─── Exercise input ───

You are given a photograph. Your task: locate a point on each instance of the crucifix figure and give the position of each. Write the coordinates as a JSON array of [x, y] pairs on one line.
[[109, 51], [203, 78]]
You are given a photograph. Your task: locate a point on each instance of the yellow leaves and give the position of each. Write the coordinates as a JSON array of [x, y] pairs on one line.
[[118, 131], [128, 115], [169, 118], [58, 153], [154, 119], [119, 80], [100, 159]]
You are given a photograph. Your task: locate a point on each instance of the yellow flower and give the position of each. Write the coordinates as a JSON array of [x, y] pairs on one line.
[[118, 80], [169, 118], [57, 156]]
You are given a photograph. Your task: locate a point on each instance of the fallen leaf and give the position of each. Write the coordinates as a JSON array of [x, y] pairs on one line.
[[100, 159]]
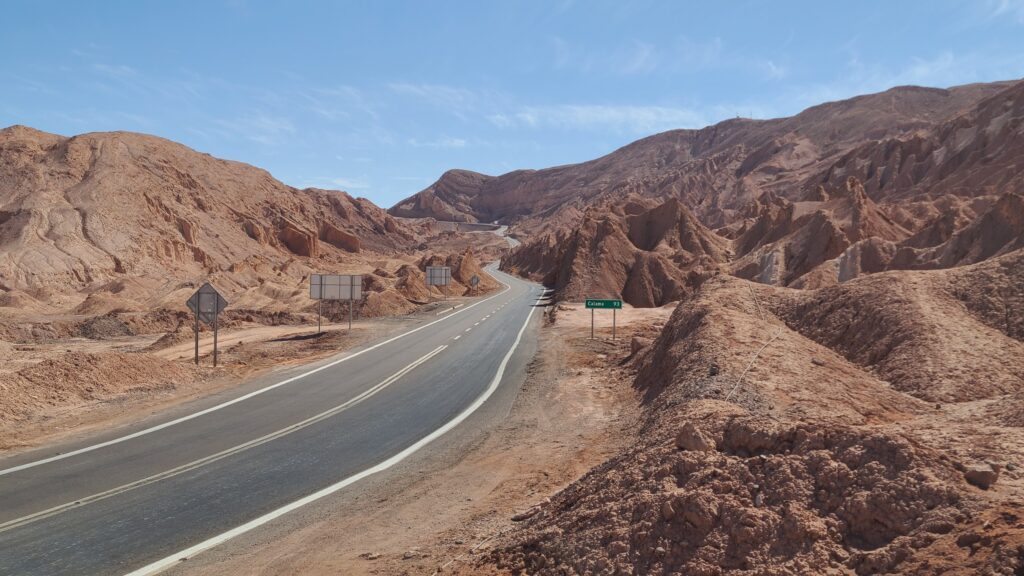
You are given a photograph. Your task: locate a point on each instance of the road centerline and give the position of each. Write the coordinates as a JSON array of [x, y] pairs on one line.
[[243, 398], [195, 464]]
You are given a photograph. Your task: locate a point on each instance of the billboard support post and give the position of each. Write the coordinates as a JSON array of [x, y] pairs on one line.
[[335, 287], [439, 276], [215, 330], [612, 304], [197, 339], [207, 303]]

───

Return every record above word for word, leaving out any picture.

You are given a photograph. Your task: locate a point on each instance of the crucifix figure and give the position of each. Write the coordinates as a JSON array of [x, y] pairs on one line.
[[109, 51], [203, 78]]
You are given a photograph. Your task: locate a point on each instance of the yellow leaves and give the position of each. Write the coordinates as a JSON array of [x, y] pairs on one line.
[[118, 131], [128, 115], [169, 118], [58, 153], [154, 119], [119, 80], [100, 159]]
You are given a photograph. Your task: locate a point on each instance of the yellow flower and give the position of each. Write the coordinates as a JSON array of [x, y] pairs on one line.
[[118, 80], [169, 118], [57, 156]]
You are given a photograph. Your task: locate a point on each instance of the fallen leaf and give the position of each. Write the coordinates as a JSON array of [x, y] pairs on one line.
[[100, 159]]
You are given a photograph. Your task: locate a point on each instance of the road centerline and give the position of each. Write the coordinates as a JSON array of [x, y] pairs on one line.
[[243, 398], [195, 464]]
You are given a photograph. Your task: locate a point on each instance of the billboard support post and give the position of each. Write the coordinates as a JSON array of [x, y] pairs on one line.
[[335, 287], [439, 276], [215, 330], [612, 304], [197, 339], [207, 303]]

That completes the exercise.